SET OF TASKS =>
[a] According to the JPMorgan earnings report, what earnings per share had analysts expected for the quarter?
[b] Please extend the JPMorgan earnings report with a few more sentences that pick up after its final sentence.

The largest US bank by assets and revenue said it earned $6.29 billion in the quarter, or $1.58 per share, down from a profit of $6.80 billion, or $1.68 per share, in the same period a year earlier. The results beat the $1.39 per share analysts were looking for, according to FactSet. “We delivered strong results this quarter with each of our businesses performing well,” JPMorgan’s CEO Jamie Dimon said in prepared remarks.

As it has been for several quarters now, JPMorgan remained under pressure from the Federal Reserve’s decision to keep interest rates at near record low levels. Banks are directly impacted by low interest rates because it inhibits their ability to charge more in interest when their customers borrow. In JPMorgan’s consumer bank, its largest division by revenue, reported a 16 percent decline in net income from a year ago to $2.20 billion. JPMorgan was able to increase deposits sharply in the quarter and also originated more mortgages, but it had to set aside more money to cover potentiall­y bad loans in its credit card and auto divisions.

GIVEN DATA =>
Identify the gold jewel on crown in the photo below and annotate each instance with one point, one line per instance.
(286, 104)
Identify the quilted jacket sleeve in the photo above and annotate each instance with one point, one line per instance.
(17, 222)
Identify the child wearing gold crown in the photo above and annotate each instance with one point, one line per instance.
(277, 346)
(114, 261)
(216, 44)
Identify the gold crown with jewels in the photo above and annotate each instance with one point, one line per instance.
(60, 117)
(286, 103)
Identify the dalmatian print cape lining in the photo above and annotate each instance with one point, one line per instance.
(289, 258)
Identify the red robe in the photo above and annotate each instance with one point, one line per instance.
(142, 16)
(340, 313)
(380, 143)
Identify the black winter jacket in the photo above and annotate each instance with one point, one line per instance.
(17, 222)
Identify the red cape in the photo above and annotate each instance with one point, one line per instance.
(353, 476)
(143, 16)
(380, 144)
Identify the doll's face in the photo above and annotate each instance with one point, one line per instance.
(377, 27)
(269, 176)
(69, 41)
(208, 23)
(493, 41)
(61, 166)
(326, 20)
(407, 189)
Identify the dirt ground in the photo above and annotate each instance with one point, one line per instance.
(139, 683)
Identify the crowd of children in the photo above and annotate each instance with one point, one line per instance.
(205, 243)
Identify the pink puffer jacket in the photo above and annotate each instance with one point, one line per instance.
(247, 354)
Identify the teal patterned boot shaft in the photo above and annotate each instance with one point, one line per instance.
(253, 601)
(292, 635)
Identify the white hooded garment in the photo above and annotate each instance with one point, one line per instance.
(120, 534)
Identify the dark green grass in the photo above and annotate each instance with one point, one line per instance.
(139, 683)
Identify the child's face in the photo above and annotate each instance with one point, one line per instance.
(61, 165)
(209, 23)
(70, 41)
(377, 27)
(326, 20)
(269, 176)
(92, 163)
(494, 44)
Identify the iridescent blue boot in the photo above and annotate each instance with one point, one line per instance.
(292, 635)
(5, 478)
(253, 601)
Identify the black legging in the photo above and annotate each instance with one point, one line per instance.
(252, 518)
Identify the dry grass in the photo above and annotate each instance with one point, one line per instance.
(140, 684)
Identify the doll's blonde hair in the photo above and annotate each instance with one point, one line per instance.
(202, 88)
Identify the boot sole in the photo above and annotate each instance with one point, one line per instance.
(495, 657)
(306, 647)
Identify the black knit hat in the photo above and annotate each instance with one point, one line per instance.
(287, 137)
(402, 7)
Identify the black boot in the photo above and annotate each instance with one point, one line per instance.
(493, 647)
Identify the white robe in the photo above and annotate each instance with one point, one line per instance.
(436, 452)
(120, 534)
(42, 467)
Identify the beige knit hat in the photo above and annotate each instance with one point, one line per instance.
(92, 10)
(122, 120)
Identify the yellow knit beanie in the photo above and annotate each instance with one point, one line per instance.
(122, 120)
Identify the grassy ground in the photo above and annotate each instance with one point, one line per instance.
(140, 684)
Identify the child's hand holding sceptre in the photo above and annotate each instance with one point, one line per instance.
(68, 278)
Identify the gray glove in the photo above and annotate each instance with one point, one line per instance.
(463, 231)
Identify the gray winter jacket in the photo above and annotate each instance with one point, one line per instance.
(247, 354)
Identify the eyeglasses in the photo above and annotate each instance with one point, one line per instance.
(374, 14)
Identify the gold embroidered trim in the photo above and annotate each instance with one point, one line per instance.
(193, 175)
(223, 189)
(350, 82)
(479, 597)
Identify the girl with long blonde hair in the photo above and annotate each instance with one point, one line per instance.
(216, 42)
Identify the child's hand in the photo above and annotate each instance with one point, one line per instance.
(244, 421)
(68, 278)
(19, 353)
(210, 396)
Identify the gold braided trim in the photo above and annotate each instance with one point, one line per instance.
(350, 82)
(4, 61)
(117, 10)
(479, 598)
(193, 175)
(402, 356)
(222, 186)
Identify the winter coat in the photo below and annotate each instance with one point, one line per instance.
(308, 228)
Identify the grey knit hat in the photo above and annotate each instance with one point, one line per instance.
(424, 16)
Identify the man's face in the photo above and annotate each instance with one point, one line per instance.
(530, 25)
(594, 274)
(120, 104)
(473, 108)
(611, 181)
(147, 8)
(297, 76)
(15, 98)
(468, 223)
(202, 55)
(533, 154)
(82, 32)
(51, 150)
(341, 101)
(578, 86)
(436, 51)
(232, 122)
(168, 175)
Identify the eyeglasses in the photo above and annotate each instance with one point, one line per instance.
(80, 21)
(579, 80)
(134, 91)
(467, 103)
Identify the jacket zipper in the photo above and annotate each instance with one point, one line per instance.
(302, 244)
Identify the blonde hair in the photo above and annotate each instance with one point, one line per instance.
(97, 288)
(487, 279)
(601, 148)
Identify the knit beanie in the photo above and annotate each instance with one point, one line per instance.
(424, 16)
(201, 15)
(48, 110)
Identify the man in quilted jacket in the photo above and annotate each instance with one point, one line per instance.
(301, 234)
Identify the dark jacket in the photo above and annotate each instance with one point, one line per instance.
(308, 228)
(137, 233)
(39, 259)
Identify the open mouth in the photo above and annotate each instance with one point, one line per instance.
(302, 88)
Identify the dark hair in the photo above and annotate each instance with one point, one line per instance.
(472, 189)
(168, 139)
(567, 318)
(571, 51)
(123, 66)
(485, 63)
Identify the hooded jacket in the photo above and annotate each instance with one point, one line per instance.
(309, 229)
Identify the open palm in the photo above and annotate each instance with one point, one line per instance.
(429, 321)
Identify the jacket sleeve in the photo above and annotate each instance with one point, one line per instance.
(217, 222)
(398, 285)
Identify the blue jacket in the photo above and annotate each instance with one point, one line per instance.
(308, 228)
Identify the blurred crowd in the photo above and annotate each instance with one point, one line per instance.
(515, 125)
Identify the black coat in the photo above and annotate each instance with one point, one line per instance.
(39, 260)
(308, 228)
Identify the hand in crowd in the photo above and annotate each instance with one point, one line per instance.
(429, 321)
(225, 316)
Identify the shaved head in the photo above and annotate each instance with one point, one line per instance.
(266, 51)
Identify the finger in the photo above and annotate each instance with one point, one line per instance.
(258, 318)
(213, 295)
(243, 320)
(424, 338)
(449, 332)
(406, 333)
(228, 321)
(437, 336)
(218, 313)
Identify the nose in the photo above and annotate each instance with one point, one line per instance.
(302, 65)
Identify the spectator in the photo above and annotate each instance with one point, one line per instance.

ANSWERS PER TASK =>
[a] $1.39 per share, according to FactSet.

[b]
The bank also said it had increased promotiona­l and new credit card account costs in the quarter, likely tied to the interest in the bank’s Chase Sapphire Reserve card which debuted in the quarter to unexpected­ly strong demand. JPMorgan’s investment bank had a particular­ly strong quarter, with pretax profit of $2.91 billion, double its earnings from a year earlier. A large driver of the gain was the bank’s bond trading desks, where revenue rose 48 percent from a year earlier, compared to the 1 percent rise in revenue in stock trading.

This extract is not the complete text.